(Page extract):
----
We do not study ancient Indian past to find the cure for cancer in a Vedic text. There is no cure for cancer in a Vedic text, there’s no recipe for cold fusion in the Veda. Knowing something about the past is radically non-instrumental if I can put it that way.
Sanskrit As It Is
Sanskrit grammar is condensed into the minimal amount of words as possible for a reason. The codified language, where a single word can have innumerable meanings, keeps the door open for innovation in understanding and application.
For instance, the Sanskrit word atma can mean the self, one’s body, one’s mind, one’s spiritual identity, a sense of one’s identity, all of the above at the same time or some combination of the above. When placed in a Sanskrit phrase, the context will help one to unravel its intended meaning. But the most authoritative translators who are spiritually mature and in tune with standards of interpretation have the clearest purview into unlocking the secret behind every word.
All this means that Sanskrit is designed to withstand shifts in time and culture. While context helps, it is not bound to context as a vast array of Sanskrit terms, especially those found in sastra (spiritual texts of dharma), have built in meta meanings that may have more relevance in one era than another. Therefore, claiming that Sanskrit is a relic of the past with no relevance to the present and especially the future is to belittle its intrinsic truth.
The Realms of Consciousness
Krishna says in the Bhagavad Gita that individuals and societies succumb to the lower realms of consciousness as and when they cannot unearth the eternal and divine aspects of things. Their perception of the world is thus filtered by this consciousness. But the higher your consciousness rises the more you are able to perceive the very filters themselves and ultimately see beyond them. This state cannot be achieved through empirical means alone as it requires commitment to the spiritual practices embedded in the very traditions one is seeking to understand.
----
(Directions):
Answer these questions from the Sanskrit passage:
1. What does the passage say there is no recipe for in the Veda?
2. How does the passage gloss the word sastra?
3. According to what Krishna says in the Bhagavad Gita, what do individuals and societies succumb to when they cannot unearth the eternal and divine aspects of things?
The data below is separate material, unrelated to the Sanskrit passage.

Point-per-instance localization data:
----
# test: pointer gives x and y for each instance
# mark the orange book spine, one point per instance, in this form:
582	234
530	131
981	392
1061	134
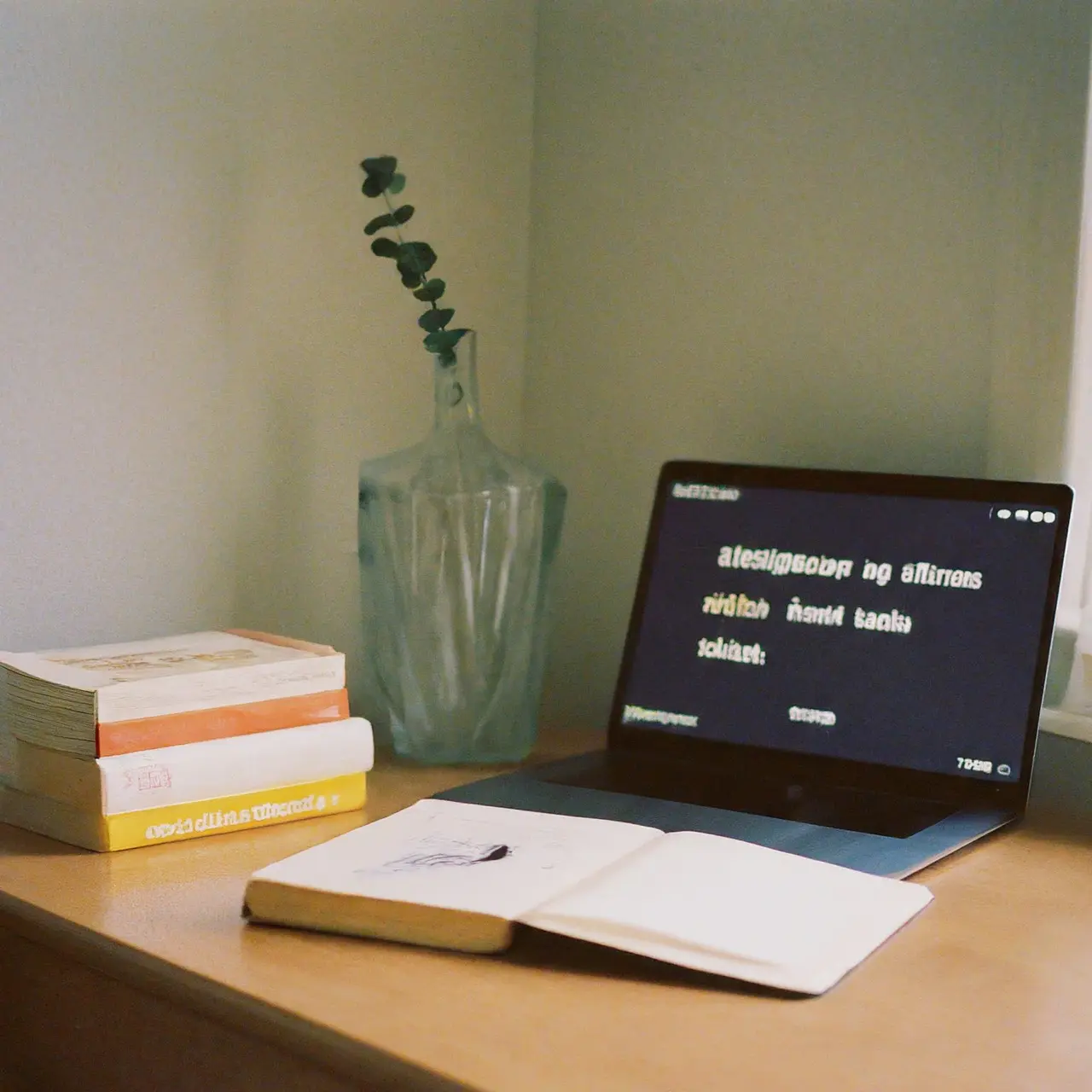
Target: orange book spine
124	737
----
(Task solution):
1. Cold fusion.
2. Spiritual texts of dharma.
3. The lower realms of consciousness.